● **Records shown**:

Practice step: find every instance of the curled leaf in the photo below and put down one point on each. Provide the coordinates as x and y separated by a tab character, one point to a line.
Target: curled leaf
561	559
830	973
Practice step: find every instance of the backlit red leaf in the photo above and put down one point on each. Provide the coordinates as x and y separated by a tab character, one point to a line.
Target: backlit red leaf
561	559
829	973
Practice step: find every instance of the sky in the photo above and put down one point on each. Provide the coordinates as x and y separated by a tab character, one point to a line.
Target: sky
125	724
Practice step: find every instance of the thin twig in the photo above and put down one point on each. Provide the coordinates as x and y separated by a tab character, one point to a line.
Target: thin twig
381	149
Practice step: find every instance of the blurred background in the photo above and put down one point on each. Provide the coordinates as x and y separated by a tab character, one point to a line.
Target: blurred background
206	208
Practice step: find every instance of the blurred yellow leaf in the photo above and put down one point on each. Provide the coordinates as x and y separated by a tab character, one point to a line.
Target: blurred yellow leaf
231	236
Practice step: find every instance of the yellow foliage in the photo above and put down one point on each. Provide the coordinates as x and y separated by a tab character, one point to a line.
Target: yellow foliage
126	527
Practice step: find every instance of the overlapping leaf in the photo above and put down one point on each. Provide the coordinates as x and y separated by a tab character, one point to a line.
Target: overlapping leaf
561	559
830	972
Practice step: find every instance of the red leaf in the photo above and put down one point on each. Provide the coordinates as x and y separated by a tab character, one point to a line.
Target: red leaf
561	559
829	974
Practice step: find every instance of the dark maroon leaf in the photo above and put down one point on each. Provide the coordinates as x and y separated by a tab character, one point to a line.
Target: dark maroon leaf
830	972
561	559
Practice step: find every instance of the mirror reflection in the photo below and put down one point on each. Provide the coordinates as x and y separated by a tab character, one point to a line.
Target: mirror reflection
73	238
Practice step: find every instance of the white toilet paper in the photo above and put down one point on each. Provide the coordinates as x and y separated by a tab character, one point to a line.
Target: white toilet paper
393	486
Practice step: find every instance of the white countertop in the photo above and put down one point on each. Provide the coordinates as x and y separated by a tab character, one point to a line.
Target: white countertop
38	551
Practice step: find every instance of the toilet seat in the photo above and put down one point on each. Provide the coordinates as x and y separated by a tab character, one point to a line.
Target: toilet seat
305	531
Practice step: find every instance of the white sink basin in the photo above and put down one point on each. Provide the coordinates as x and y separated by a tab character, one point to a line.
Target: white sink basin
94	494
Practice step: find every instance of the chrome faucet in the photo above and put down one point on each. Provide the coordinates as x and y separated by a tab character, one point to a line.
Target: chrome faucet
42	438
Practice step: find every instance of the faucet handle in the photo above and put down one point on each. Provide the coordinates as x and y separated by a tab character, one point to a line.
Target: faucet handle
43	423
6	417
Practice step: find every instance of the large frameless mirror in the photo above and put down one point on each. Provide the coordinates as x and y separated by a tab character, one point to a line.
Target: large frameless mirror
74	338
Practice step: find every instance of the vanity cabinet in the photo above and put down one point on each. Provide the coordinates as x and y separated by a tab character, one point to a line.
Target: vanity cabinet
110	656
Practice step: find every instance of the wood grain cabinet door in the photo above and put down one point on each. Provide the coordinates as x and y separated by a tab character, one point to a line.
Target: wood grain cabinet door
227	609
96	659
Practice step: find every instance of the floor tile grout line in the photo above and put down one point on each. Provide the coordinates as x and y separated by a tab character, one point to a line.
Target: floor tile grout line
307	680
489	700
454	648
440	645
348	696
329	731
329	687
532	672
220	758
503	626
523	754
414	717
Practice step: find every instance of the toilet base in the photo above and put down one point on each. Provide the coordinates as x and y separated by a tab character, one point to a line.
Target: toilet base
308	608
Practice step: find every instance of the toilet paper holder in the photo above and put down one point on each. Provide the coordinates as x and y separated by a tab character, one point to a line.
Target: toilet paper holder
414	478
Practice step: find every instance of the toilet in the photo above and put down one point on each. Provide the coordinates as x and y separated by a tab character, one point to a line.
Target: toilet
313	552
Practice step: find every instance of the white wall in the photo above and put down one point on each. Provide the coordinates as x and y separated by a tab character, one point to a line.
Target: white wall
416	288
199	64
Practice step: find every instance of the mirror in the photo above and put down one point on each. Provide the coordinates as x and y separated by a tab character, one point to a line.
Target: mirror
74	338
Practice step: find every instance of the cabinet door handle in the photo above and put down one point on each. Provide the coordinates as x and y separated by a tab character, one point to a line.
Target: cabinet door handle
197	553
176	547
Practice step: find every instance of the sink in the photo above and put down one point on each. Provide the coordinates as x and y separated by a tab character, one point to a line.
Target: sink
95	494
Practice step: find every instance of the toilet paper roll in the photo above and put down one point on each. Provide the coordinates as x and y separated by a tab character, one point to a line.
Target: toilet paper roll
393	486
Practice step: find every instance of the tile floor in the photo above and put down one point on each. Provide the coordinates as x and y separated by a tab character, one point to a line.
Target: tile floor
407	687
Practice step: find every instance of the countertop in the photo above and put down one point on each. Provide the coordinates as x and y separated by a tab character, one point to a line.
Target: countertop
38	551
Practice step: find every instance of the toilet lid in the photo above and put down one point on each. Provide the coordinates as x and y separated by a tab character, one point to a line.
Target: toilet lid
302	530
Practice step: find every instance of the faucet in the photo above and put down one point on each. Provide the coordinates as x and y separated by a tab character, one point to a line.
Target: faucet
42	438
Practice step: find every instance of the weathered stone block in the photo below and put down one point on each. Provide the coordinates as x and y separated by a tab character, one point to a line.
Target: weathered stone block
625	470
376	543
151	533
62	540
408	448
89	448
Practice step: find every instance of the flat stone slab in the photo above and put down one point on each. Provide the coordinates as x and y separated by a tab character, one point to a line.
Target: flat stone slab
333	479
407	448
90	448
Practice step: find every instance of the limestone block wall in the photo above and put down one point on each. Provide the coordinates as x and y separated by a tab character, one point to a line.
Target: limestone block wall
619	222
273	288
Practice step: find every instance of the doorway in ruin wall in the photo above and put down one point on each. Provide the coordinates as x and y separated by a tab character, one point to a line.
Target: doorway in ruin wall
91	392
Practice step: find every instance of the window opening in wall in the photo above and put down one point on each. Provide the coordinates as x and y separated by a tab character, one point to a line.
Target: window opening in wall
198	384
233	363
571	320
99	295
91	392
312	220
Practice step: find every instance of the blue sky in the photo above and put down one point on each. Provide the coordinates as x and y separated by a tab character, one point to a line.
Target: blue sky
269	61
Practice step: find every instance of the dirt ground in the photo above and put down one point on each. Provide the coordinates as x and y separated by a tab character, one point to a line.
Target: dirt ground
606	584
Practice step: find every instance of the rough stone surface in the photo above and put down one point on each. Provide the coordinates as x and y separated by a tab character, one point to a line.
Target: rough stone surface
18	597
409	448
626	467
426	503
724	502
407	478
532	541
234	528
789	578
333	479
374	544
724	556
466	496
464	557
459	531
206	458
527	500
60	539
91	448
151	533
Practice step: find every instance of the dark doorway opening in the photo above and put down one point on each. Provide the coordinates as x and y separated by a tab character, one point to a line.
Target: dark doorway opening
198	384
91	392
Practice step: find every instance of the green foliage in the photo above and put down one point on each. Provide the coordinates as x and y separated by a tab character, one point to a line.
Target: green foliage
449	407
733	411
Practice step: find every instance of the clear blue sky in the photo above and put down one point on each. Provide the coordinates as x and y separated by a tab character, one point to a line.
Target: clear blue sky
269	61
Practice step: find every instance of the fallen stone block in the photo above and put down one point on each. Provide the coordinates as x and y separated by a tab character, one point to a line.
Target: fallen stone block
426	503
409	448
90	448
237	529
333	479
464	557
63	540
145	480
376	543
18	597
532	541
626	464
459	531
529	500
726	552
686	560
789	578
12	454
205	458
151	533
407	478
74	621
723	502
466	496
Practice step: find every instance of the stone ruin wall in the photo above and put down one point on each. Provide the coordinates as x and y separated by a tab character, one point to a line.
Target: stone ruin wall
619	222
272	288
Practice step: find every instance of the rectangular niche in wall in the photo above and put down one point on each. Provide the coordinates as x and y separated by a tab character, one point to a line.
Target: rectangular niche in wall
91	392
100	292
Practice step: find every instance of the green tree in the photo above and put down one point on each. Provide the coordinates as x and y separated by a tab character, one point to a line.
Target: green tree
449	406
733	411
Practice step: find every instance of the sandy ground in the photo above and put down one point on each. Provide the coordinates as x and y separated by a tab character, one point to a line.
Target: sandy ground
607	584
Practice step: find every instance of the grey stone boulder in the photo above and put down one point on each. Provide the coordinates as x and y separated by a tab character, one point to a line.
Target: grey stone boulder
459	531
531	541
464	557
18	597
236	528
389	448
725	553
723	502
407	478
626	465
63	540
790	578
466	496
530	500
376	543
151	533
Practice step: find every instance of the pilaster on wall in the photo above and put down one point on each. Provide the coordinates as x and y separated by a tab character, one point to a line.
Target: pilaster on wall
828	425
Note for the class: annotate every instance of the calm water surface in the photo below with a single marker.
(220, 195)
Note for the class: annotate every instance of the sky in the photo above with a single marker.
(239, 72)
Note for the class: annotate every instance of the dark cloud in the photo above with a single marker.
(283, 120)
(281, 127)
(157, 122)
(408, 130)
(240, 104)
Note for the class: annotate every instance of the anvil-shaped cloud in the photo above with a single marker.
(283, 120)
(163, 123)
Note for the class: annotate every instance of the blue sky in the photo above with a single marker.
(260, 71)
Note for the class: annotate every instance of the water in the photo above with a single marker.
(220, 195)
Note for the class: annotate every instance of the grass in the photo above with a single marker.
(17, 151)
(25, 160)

● **Set problem**: Output the lines from the line containing "Note for the class: annotate every instance of the calm" to the end, both included; add nothing.

● **Correct result**:
Note for the class: annotate every instance of the calm water surface in the photo below with a single marker.
(220, 195)
Note for the class: annotate every instance of the sky in the photo above with a single marker.
(239, 72)
Note for the class: annotate every instance of the dark cloud in the photo above with a single marker.
(283, 120)
(281, 127)
(157, 122)
(408, 130)
(240, 104)
Note for the class: annotate every instance of the anvil-shaped cloud in the photo above with a single marker.
(283, 120)
(163, 123)
Note for the class: annotate every instance of the blue sky in the photo above with a single marker.
(260, 71)
Note for the class: annotate every instance of the water in the photo above with a single marker.
(220, 195)
Note for the class: annotate every instance of the grass in the photo above with a single marker.
(17, 151)
(25, 160)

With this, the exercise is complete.